Johannesburg - The Competition Commission will make a submission by next Wednesday to the Competition Tribunal on the size of the penalty that SA Breweries (SAB) should pay if it is found guilty of contravening the Competition Act.
The penalty will relate to the commission’s allegation that SAB is involved in a collusive arrangement with its appointed distributors.
In addition, the commission has alleged that the arrangement with these distributors meant SAB, which controls about 90 percent of the local beer market, was engaged in resale price maintenance (price fixing) in contravention of section 5(2) of the Competition Act.
The commission has also suggested behavioural remedies for other alleged contraventions of the act by SAB.
One remedy that has already been rejected by SAB is that it pay the handling and distribution fees incurred by independent distributors as it does for the appointed distributors.
SAB has told the tribunal that this remedy would result in it incurring additional costs of at least R721 million a year. In its closing arguments, SAB said it could not do this.
“It [SAB] will instead convert the appointed distributors into depots, which do not get the handling and delivery fees, and [by] that way remove the discrimination complained of.”
In the final arguments heard by the tribunal earlier this week, SAB was scathing of the commission’s case against it.
“When all is said and done, this is a case that should not have been brought… we submit that the complaint referral must be dismissed.”

(Point placement records)
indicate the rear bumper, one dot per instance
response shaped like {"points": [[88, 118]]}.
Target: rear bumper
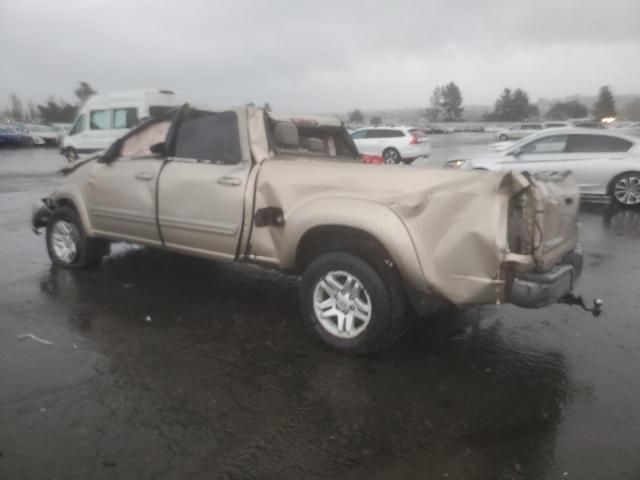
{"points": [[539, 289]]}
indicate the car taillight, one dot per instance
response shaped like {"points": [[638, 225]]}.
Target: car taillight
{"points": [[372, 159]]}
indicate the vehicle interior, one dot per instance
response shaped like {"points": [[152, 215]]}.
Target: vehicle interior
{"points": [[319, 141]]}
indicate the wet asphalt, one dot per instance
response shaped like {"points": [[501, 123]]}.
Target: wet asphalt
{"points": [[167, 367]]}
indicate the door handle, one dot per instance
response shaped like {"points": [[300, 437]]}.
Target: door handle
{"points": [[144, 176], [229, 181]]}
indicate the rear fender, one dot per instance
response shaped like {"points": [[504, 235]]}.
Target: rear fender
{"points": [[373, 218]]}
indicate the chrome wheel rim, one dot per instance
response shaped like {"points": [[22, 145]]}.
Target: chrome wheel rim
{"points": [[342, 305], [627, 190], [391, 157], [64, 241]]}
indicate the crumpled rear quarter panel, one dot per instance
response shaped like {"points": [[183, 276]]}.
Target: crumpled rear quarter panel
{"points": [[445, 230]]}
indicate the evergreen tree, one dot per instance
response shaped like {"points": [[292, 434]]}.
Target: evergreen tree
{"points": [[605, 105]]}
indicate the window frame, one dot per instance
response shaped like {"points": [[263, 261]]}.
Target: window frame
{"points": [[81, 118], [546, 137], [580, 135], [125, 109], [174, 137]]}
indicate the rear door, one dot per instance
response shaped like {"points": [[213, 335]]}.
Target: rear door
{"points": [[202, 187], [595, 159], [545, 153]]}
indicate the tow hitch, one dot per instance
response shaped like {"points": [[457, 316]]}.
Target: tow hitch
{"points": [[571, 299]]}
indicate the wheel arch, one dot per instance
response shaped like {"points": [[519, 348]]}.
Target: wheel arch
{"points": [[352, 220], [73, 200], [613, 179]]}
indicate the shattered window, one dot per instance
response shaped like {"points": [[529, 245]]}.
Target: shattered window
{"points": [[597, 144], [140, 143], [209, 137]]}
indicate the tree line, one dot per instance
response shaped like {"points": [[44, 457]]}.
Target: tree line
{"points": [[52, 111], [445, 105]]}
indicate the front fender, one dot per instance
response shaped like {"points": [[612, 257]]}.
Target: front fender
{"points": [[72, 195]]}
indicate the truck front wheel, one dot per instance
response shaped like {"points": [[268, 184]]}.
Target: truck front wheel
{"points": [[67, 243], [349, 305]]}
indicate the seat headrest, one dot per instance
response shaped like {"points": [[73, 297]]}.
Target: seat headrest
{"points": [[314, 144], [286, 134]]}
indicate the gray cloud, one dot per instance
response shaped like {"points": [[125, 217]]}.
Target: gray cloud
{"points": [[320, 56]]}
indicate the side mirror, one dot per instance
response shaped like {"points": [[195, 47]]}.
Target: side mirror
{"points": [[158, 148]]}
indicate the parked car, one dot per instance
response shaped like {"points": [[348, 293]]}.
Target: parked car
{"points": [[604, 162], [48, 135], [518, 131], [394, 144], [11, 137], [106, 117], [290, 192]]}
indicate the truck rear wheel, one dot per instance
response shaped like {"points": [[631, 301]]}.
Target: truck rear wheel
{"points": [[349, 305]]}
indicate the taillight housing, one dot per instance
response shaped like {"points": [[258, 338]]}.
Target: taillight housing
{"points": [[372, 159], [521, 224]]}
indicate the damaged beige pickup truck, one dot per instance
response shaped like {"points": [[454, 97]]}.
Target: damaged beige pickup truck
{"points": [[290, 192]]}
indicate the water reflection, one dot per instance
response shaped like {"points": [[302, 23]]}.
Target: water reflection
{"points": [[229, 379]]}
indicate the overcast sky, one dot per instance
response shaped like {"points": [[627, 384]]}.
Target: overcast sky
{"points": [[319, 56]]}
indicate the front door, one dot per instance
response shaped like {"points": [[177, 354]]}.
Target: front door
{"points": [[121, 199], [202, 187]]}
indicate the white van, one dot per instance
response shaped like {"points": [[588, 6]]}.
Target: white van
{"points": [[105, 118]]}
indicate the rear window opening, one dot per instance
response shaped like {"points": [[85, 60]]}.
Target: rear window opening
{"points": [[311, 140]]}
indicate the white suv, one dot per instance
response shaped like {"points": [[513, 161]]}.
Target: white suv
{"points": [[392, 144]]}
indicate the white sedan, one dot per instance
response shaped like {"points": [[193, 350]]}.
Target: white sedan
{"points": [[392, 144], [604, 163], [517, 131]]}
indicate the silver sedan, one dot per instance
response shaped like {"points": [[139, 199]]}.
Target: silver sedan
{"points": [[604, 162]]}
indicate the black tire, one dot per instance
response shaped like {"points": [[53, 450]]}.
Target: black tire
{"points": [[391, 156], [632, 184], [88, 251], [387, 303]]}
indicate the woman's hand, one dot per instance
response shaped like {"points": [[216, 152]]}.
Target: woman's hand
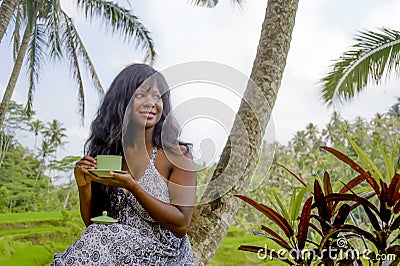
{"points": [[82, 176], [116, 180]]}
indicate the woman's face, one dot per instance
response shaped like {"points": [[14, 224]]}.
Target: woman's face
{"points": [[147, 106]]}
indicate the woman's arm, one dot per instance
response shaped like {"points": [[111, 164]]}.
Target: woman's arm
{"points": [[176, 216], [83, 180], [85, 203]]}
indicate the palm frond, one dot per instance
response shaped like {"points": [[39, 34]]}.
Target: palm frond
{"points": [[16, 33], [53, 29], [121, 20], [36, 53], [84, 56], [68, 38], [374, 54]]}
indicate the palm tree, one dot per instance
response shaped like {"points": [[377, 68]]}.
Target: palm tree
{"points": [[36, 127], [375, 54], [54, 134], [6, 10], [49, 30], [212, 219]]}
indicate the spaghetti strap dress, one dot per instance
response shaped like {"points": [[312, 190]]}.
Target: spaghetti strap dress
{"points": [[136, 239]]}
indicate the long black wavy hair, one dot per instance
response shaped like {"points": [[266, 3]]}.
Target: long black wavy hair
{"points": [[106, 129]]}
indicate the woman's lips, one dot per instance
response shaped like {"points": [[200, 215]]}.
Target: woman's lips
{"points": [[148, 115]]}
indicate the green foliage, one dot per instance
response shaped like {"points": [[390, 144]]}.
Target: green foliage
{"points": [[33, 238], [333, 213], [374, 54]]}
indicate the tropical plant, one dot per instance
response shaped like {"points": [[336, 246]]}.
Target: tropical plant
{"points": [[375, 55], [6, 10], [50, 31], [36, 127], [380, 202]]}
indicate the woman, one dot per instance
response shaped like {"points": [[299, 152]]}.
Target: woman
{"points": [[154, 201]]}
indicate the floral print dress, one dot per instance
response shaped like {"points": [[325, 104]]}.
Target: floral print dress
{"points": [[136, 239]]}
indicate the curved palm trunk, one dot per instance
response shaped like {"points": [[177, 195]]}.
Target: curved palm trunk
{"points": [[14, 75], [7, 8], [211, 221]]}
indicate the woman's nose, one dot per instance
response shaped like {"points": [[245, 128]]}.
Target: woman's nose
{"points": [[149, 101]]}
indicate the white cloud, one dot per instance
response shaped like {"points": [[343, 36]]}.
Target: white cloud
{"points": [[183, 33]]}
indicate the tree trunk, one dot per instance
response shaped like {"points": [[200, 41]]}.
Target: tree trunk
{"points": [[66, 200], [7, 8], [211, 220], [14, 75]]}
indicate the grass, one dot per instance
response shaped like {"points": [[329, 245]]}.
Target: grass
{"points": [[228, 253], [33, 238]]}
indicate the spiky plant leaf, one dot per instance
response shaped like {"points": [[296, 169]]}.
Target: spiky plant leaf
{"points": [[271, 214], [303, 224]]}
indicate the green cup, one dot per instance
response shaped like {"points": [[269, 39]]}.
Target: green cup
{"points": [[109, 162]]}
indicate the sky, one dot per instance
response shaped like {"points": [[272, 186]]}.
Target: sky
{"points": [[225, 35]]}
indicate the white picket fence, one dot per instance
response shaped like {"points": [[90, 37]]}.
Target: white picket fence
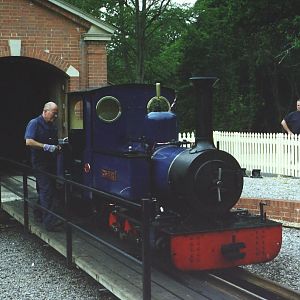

**Set tasks**
[1] Render this sentence from the SAB competition article into Spanish: "The commission has also suggested behavioural remedies for other alleged contraventions of the act by SAB."
[2] Using the SAB competition article, decide whether each statement agrees with it. Answer yes or no and quote the words that decide it. (a) SAB controls about 90 percent of the local beer market. (b) SAB agreed to pay the handling and distribution fees incurred by independent distributors. (c) The commission will make its penalty submission to the Competition Tribunal by next Wednesday.
[3] Resume the article on the SAB competition case, picking up after its last sentence.
The items aren't needed for any of the work here.

**Responses per task**
[1] La comisión también ha sugerido remedios conductuales para otras presuntas infracciones de la ley por parte de SAB.

[2]
(a) Yes: "which controls about 90 percent of the local beer market"
(b) No: "One remedy that has already been rejected by SAB is that it pay the handling and distribution fees incurred by independent distributors"
(c) Yes: "will make a submission by next Wednesday to the Competition Tribunal"

[3]
SAB’s counsel argued that the commission should be required to pay its costs because it had forced the brewer to fight a case that had no substance.
During the course of the long drawn-out proceedings before the tribunal, SAB frequently noted that the establishment of the appointed distributors had been part of its black economic empowerment programme. The brewer added that the opportunities created for black business people would be lost if the appointed distributors were converted into SAB depots.
Earlier this week, the tribunal heard final arguments in a case that was first brought to the commission back in 2004 by a group of liquor wholesalers and retailers led by the Eastern Cape-based Big Daddy Group.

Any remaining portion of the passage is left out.